[Start of Provided entries]

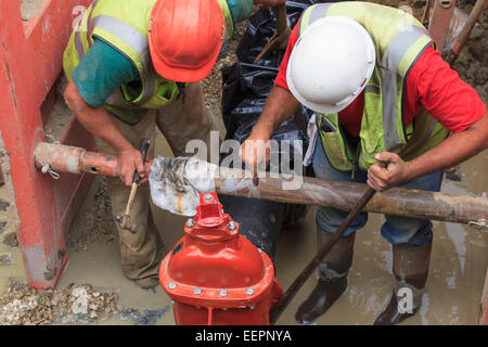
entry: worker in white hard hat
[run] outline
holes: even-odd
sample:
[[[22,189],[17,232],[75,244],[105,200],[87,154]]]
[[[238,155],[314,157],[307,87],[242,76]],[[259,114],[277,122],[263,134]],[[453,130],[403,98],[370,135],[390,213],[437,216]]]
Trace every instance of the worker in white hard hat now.
[[[439,191],[445,168],[488,147],[485,103],[441,59],[423,25],[389,7],[356,1],[304,11],[262,114],[240,149],[248,166],[267,159],[262,143],[300,103],[316,112],[305,165],[311,162],[318,178],[367,182],[376,191]],[[318,209],[318,248],[346,216]],[[374,323],[396,324],[421,306],[433,224],[385,217],[381,233],[393,246],[396,283]],[[317,286],[295,316],[299,323],[325,313],[346,291],[355,232],[367,219],[361,213],[322,260]],[[399,310],[406,292],[410,309]]]

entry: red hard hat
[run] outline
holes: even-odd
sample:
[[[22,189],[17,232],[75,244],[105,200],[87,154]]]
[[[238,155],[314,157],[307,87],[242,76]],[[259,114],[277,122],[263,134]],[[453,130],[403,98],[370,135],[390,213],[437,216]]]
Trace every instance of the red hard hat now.
[[[149,46],[156,72],[179,82],[210,74],[224,37],[217,0],[158,0],[151,12]]]

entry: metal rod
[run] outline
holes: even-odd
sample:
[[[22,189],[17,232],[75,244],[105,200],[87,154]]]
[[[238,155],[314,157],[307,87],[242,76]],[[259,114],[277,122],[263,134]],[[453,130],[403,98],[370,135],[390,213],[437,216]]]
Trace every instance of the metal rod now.
[[[62,144],[39,143],[35,150],[35,162],[39,169],[48,164],[54,171],[117,176],[116,156]],[[342,210],[350,210],[368,190],[368,185],[362,183],[311,177],[295,177],[301,180],[299,189],[286,190],[283,189],[283,184],[290,179],[283,175],[277,175],[275,178],[259,178],[258,184],[255,185],[253,177],[245,176],[243,170],[220,167],[219,172],[219,177],[214,179],[219,194],[258,197],[280,203],[331,206]],[[230,177],[242,177],[241,180],[249,177],[249,184],[234,184],[235,188],[229,190],[232,185],[229,184]],[[375,194],[364,210],[468,224],[483,219],[488,220],[488,198],[391,188]]]
[[[337,230],[332,234],[331,239],[320,248],[319,253],[310,260],[304,271],[296,278],[296,280],[292,283],[292,285],[286,290],[285,294],[281,297],[281,299],[277,303],[277,305],[271,309],[269,313],[269,322],[270,324],[274,324],[277,320],[280,318],[281,313],[285,310],[292,299],[295,297],[296,293],[301,288],[304,283],[308,280],[310,274],[317,269],[320,261],[322,261],[323,257],[325,257],[332,247],[336,244],[336,242],[342,237],[344,232],[350,226],[352,220],[361,213],[368,202],[373,197],[376,191],[372,188],[368,189],[368,191],[362,195],[362,197],[358,201],[355,207],[349,211],[346,219],[343,223],[337,228]]]

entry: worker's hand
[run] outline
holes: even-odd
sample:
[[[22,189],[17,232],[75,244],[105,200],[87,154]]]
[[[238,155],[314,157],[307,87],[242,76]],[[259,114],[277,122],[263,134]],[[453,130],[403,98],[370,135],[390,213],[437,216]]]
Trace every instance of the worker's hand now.
[[[278,7],[279,4],[285,3],[286,0],[254,0],[253,3],[259,8],[270,8]]]
[[[270,152],[269,138],[253,136],[253,133],[239,149],[241,159],[246,164],[246,168],[252,170],[255,176],[258,168],[266,168]]]
[[[409,164],[398,154],[383,152],[376,154],[374,158],[380,163],[373,164],[368,170],[368,184],[378,192],[414,178]]]
[[[136,149],[127,149],[118,152],[117,175],[126,185],[132,184],[133,172],[137,170],[141,178],[140,183],[146,178],[146,167],[142,163],[142,154]]]

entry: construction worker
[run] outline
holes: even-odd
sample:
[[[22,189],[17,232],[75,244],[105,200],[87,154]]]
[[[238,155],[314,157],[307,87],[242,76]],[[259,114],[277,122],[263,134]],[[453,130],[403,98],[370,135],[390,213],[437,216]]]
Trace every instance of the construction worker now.
[[[208,139],[198,81],[252,8],[253,0],[94,0],[76,25],[63,57],[65,100],[98,150],[118,156],[119,179],[107,179],[114,215],[126,208],[134,170],[147,178],[138,149],[150,139],[153,157],[155,125],[176,156],[188,141]],[[163,256],[149,201],[142,184],[130,211],[136,234],[117,226],[123,271],[144,288],[158,285]]]
[[[316,176],[328,180],[439,191],[445,168],[488,147],[484,102],[441,59],[423,25],[389,7],[337,2],[304,11],[259,121],[240,149],[248,166],[266,162],[262,143],[299,103],[316,112],[305,164],[311,160]],[[318,248],[346,216],[318,209]],[[374,323],[396,324],[422,303],[433,224],[385,217],[381,233],[393,246],[396,283]],[[346,291],[355,232],[367,219],[360,214],[321,262],[317,286],[296,312],[299,323],[312,322]],[[399,308],[403,297],[410,309]]]

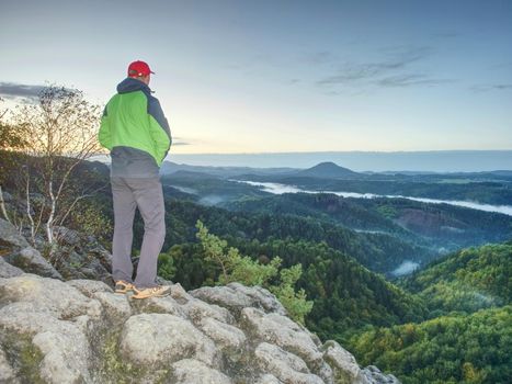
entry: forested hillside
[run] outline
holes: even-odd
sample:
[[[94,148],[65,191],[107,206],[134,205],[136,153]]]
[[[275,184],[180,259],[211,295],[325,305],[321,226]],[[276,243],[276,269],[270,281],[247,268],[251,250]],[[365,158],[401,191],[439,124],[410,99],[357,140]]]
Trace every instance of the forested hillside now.
[[[361,361],[397,374],[403,384],[489,383],[512,379],[512,307],[437,317],[354,337]]]
[[[439,314],[512,303],[512,244],[463,249],[414,273],[403,286]]]

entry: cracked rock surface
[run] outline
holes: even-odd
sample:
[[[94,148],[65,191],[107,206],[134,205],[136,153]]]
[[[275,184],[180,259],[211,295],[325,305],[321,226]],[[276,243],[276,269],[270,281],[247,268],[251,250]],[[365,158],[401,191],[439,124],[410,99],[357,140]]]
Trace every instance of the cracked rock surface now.
[[[398,383],[321,343],[266,290],[133,300],[100,281],[0,278],[1,383]]]

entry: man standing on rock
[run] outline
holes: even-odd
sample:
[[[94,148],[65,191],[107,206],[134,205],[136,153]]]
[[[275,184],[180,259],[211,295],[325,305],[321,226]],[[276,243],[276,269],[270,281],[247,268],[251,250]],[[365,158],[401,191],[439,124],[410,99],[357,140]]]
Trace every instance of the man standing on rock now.
[[[115,292],[134,291],[133,298],[164,296],[158,285],[157,261],[166,237],[164,205],[159,168],[171,146],[171,132],[159,101],[149,89],[155,74],[145,61],[128,66],[128,77],[105,106],[99,139],[111,150],[114,201],[112,276]],[[132,240],[135,208],[144,219],[144,239],[135,282]]]

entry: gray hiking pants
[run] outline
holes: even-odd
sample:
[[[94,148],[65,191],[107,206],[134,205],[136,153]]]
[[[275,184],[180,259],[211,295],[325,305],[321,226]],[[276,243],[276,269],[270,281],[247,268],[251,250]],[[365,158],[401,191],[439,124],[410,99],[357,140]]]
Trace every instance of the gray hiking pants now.
[[[156,286],[158,255],[166,238],[166,207],[159,178],[112,177],[114,200],[114,240],[112,241],[112,278],[133,282],[132,240],[134,215],[138,207],[144,219],[144,239],[135,286]]]

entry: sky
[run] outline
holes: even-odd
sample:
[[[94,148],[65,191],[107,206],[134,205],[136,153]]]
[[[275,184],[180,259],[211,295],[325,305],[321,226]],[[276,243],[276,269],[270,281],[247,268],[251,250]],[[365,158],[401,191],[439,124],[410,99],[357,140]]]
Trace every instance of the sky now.
[[[512,149],[512,1],[0,0],[0,97],[105,104],[133,60],[171,154]]]

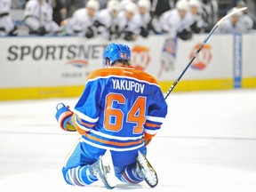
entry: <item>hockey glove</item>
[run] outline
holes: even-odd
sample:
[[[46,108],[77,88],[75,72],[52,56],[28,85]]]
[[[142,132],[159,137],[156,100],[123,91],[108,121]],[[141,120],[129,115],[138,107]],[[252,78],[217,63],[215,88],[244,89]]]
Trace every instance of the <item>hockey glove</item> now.
[[[69,110],[69,107],[66,107],[63,103],[59,103],[56,109],[57,112],[55,118],[60,124],[60,128],[65,131],[76,132],[75,127],[73,127],[69,123],[69,120],[71,120],[71,116],[73,115],[73,112]]]

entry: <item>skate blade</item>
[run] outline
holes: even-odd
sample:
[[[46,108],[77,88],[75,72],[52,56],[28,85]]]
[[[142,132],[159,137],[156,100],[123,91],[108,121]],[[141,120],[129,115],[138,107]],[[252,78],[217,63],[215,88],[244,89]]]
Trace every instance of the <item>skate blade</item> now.
[[[113,160],[111,156],[111,153],[109,150],[107,150],[105,155],[102,156],[102,165],[106,172],[105,179],[107,186],[106,188],[108,189],[112,189],[116,185],[116,174],[114,170]]]
[[[140,166],[140,170],[142,172],[145,181],[150,188],[155,188],[158,184],[158,178],[156,171],[151,166],[149,162],[146,159],[146,157],[140,153],[138,152],[138,162]],[[149,168],[150,167],[150,168]]]

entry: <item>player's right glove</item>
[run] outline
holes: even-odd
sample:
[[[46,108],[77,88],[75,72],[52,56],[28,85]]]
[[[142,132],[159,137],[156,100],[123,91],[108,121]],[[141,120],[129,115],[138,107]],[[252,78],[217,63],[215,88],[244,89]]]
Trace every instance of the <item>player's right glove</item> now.
[[[69,110],[68,106],[65,106],[63,103],[59,103],[56,107],[57,112],[55,118],[59,123],[61,129],[69,132],[76,132],[76,128],[70,124],[70,120],[73,116],[73,112]]]

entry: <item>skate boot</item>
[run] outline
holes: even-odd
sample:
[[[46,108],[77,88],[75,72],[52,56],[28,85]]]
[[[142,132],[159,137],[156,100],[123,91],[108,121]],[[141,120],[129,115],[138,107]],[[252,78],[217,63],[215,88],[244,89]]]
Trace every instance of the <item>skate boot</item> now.
[[[116,187],[116,175],[112,161],[112,156],[109,150],[107,150],[103,156],[92,164],[92,174],[98,179],[101,179],[108,189],[112,189]]]
[[[143,177],[144,180],[150,188],[155,188],[158,183],[157,174],[146,156],[142,155],[140,151],[138,153],[139,156],[136,158],[136,162],[139,169],[139,174]]]

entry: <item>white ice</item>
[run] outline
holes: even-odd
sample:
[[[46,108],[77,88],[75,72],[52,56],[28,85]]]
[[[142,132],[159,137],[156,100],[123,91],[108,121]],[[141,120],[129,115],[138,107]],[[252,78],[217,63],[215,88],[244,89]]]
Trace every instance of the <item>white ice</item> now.
[[[107,191],[64,182],[61,167],[79,137],[55,120],[60,101],[0,102],[0,191]],[[256,90],[172,93],[162,129],[148,146],[159,184],[119,183],[114,191],[255,192]]]

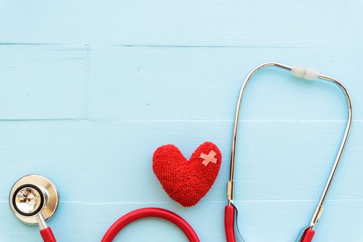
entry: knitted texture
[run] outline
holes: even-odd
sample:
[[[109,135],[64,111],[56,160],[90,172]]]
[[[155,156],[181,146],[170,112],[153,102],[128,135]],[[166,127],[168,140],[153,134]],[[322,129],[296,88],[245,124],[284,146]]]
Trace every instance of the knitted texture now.
[[[173,145],[154,152],[152,169],[169,196],[184,207],[197,204],[218,176],[222,154],[215,145],[201,145],[188,160]]]

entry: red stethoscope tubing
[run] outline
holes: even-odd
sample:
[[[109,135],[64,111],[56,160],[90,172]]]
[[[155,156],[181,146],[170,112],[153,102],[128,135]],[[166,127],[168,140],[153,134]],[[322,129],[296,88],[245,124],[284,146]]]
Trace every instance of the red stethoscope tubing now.
[[[56,242],[55,237],[53,234],[52,229],[50,227],[46,227],[39,231],[42,239],[44,242]]]
[[[144,218],[165,219],[177,225],[185,234],[190,242],[200,242],[193,227],[183,218],[169,210],[158,207],[145,207],[125,214],[117,220],[106,232],[101,242],[112,242],[118,232],[136,220]]]
[[[233,206],[227,205],[224,207],[224,230],[227,242],[236,242],[234,234],[235,208]],[[315,231],[308,227],[303,232],[300,242],[311,242],[315,234]]]

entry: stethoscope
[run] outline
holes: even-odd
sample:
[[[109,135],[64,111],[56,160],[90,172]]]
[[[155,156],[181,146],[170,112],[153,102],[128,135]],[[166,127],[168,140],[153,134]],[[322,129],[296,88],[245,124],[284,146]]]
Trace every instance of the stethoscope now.
[[[234,174],[238,122],[243,94],[252,76],[258,71],[268,66],[277,67],[289,71],[292,75],[306,80],[315,80],[319,79],[333,82],[342,90],[348,104],[348,122],[337,158],[315,212],[312,215],[310,223],[303,229],[302,233],[298,239],[298,241],[300,242],[311,242],[315,234],[313,229],[321,216],[324,201],[337,171],[349,135],[353,120],[352,103],[346,89],[337,80],[319,74],[312,69],[301,66],[290,66],[276,62],[264,63],[254,68],[245,79],[240,91],[233,132],[230,178],[227,183],[228,205],[224,208],[224,229],[227,241],[227,242],[236,241],[235,227],[236,226],[235,226],[235,217],[236,216],[236,208],[234,205]],[[55,241],[55,237],[51,227],[47,226],[46,221],[54,215],[58,207],[60,194],[57,187],[51,179],[37,174],[28,175],[21,178],[14,184],[11,189],[9,202],[12,212],[21,221],[26,224],[38,225],[39,226],[40,234],[44,241]],[[150,217],[159,218],[168,221],[181,229],[189,241],[200,241],[193,227],[177,214],[161,208],[146,207],[132,211],[121,217],[106,232],[102,239],[102,242],[112,241],[118,232],[130,223],[136,220]]]
[[[242,87],[240,91],[240,94],[238,96],[238,100],[237,101],[237,107],[236,109],[236,116],[234,119],[234,127],[233,127],[233,133],[232,138],[232,149],[231,149],[231,169],[230,169],[230,176],[229,181],[227,183],[227,198],[228,198],[228,205],[225,207],[224,210],[224,225],[225,225],[225,231],[227,240],[229,242],[236,241],[235,234],[234,234],[234,220],[235,220],[235,210],[236,210],[236,207],[233,203],[234,201],[234,173],[235,173],[235,166],[236,166],[236,151],[237,145],[237,137],[238,132],[238,122],[240,118],[240,107],[242,104],[242,100],[243,98],[243,94],[246,90],[246,87],[249,82],[251,78],[254,76],[256,73],[258,71],[269,66],[276,67],[283,70],[290,71],[290,73],[298,77],[302,77],[308,80],[321,80],[328,82],[333,82],[337,85],[343,91],[344,96],[346,100],[346,104],[348,106],[348,121],[346,123],[344,135],[342,142],[339,147],[338,153],[337,157],[333,165],[329,177],[325,185],[325,187],[323,190],[323,193],[320,198],[320,200],[317,205],[315,212],[314,212],[312,217],[311,218],[310,223],[308,226],[304,227],[301,234],[299,235],[297,241],[301,242],[310,242],[312,240],[315,232],[314,231],[314,227],[319,222],[319,220],[323,212],[323,205],[324,204],[325,200],[326,198],[326,195],[328,192],[330,188],[330,185],[338,168],[339,163],[342,158],[343,151],[346,145],[346,141],[348,140],[348,136],[349,136],[349,132],[351,131],[351,127],[353,121],[353,109],[352,109],[352,102],[349,93],[346,90],[346,87],[337,80],[328,77],[325,75],[319,74],[315,70],[311,68],[306,68],[302,66],[290,66],[285,65],[281,63],[276,62],[266,62],[261,64],[260,65],[255,67],[251,72],[247,75]]]

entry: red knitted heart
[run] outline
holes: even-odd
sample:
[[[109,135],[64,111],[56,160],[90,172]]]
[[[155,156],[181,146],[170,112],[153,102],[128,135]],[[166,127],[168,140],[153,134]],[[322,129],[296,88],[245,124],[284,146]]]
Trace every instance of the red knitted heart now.
[[[195,205],[217,178],[222,154],[215,145],[206,142],[189,160],[173,145],[157,149],[152,169],[168,195],[184,207]]]

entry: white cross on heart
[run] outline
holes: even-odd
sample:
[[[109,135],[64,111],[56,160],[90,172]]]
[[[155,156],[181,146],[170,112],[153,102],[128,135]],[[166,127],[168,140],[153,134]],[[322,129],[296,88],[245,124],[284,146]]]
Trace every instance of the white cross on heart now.
[[[209,164],[209,162],[212,162],[214,164],[217,163],[217,159],[214,158],[214,156],[215,156],[216,154],[217,153],[214,152],[213,149],[209,152],[208,155],[204,153],[202,153],[200,154],[200,158],[204,159],[204,160],[202,162],[202,164],[203,164],[206,167],[208,164]]]

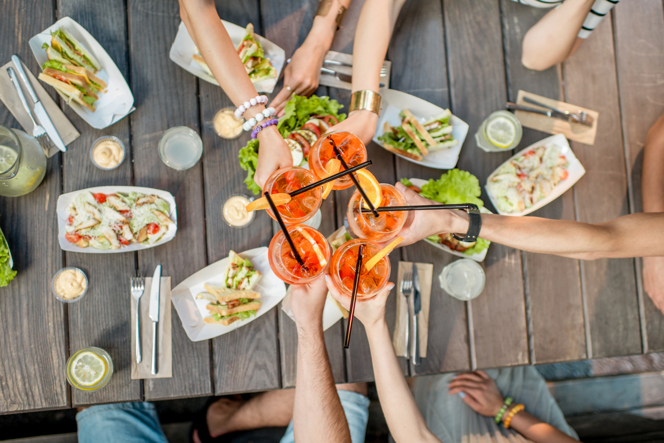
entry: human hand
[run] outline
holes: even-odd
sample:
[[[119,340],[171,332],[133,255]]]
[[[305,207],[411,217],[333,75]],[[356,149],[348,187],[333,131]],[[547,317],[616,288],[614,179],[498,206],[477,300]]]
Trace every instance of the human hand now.
[[[396,183],[396,187],[403,193],[406,202],[411,206],[440,204],[437,201],[425,199],[403,183]],[[409,211],[406,222],[399,231],[399,235],[404,238],[399,246],[412,244],[422,238],[441,232],[465,233],[467,229],[468,215],[461,211]]]
[[[324,274],[306,284],[291,285],[290,307],[298,331],[323,331],[323,309],[327,297]]]
[[[325,276],[327,277],[325,281],[327,282],[327,289],[329,290],[332,298],[339,302],[346,310],[350,311],[351,298],[339,292],[339,290],[334,286],[331,276]],[[394,287],[394,283],[388,283],[371,300],[365,301],[358,299],[355,302],[355,315],[362,322],[367,331],[372,326],[385,321],[385,304],[387,303],[387,296],[390,295],[390,291]]]
[[[318,88],[321,66],[327,52],[319,41],[309,39],[295,50],[284,69],[284,88],[269,105],[277,110],[276,115],[283,115],[284,108],[293,94],[307,97],[313,94]]]
[[[495,417],[505,402],[498,387],[483,371],[459,374],[448,385],[448,394],[463,393],[463,402],[477,414]]]
[[[330,126],[325,132],[346,131],[358,137],[362,143],[368,145],[373,138],[376,132],[376,122],[378,121],[378,114],[367,110],[357,110],[348,114],[348,118],[343,122],[339,122],[334,126]]]
[[[263,189],[263,185],[273,172],[293,165],[293,157],[286,140],[274,125],[258,133],[258,142],[262,147],[258,149],[258,163],[254,181]]]
[[[643,257],[643,290],[664,313],[664,257]]]

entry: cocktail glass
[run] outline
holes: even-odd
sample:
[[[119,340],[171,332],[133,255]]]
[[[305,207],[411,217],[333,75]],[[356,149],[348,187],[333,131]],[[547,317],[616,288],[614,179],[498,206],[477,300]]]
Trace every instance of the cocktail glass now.
[[[341,294],[350,297],[355,278],[355,265],[360,245],[365,245],[364,258],[357,285],[357,300],[370,300],[385,287],[390,278],[390,260],[384,256],[371,270],[365,266],[382,248],[371,240],[356,238],[346,242],[335,251],[330,263],[330,274],[335,286]]]
[[[263,188],[263,192],[270,194],[288,194],[318,181],[316,176],[303,167],[291,166],[278,169],[272,173]],[[313,217],[323,201],[322,188],[319,186],[295,196],[286,205],[280,205],[277,211],[286,224],[305,222]],[[272,209],[267,209],[270,217],[274,219]],[[274,219],[276,220],[276,219]]]
[[[111,379],[113,360],[108,353],[101,348],[94,346],[83,348],[67,360],[66,373],[67,381],[74,388],[81,391],[96,391]],[[88,379],[89,383],[86,382]]]
[[[379,206],[406,206],[406,197],[392,185],[380,183],[382,199]],[[359,191],[351,197],[346,217],[348,225],[356,237],[382,242],[396,236],[406,222],[408,213],[405,211],[380,212],[374,217],[370,212],[361,212],[360,208],[367,207]]]
[[[270,242],[270,267],[289,284],[309,283],[327,268],[332,254],[329,243],[317,230],[305,224],[292,224],[287,230],[304,264],[297,262],[286,236],[279,231]]]
[[[337,157],[330,139],[334,141],[337,147],[341,151],[341,155],[349,167],[367,161],[367,148],[365,147],[362,140],[356,135],[344,131],[335,131],[325,134],[316,140],[309,153],[309,167],[319,180],[327,177],[327,173],[325,171],[327,161]],[[343,167],[341,168],[343,170]],[[353,179],[349,175],[345,175],[335,180],[332,189],[345,189],[352,185]]]

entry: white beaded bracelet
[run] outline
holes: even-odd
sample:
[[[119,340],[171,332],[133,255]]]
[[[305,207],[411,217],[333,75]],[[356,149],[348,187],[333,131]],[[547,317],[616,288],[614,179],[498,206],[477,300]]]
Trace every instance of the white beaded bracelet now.
[[[274,115],[276,112],[277,110],[274,108],[268,108],[267,109],[263,110],[262,112],[259,112],[256,114],[256,117],[252,117],[248,120],[245,122],[244,124],[242,125],[242,129],[245,131],[250,131],[251,128],[256,126],[259,122],[262,122],[266,118]]]
[[[268,96],[256,96],[254,98],[249,99],[248,102],[245,102],[242,104],[240,105],[238,108],[235,110],[235,116],[238,118],[242,118],[242,114],[252,106],[255,106],[259,103],[267,102]]]

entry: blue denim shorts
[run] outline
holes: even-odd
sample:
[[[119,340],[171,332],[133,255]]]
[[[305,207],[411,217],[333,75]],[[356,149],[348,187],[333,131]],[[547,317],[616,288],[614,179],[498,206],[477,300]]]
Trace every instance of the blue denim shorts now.
[[[348,420],[348,427],[351,429],[351,440],[353,443],[364,443],[367,422],[369,418],[369,399],[362,394],[351,391],[337,390],[337,392]],[[280,443],[295,443],[292,420]]]

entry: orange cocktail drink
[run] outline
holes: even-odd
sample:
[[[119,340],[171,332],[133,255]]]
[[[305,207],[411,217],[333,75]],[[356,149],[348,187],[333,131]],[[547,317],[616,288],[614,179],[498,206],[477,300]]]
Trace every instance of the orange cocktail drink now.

[End of Provided entries]

* _Your instructions_
Can you reproduce, word for word, the stretch of the data from the line containing "entry: <item>skate blade</item>" through the line containing "Trace every instance of the <item>skate blade</item>"?

* _Answer to this exercise_
entry: <item>skate blade</item>
[run] outline
holes: even-odd
sample:
[[[46,108],[77,88],[75,72],[52,56],[28,85]]]
[[[142,132],[159,137],[156,100],[123,91],[108,121]],[[141,120],[129,115],[138,107]],[[252,78],[217,63],[215,88],[244,89]]]
Trace every instance of the <item>skate blade</item> now.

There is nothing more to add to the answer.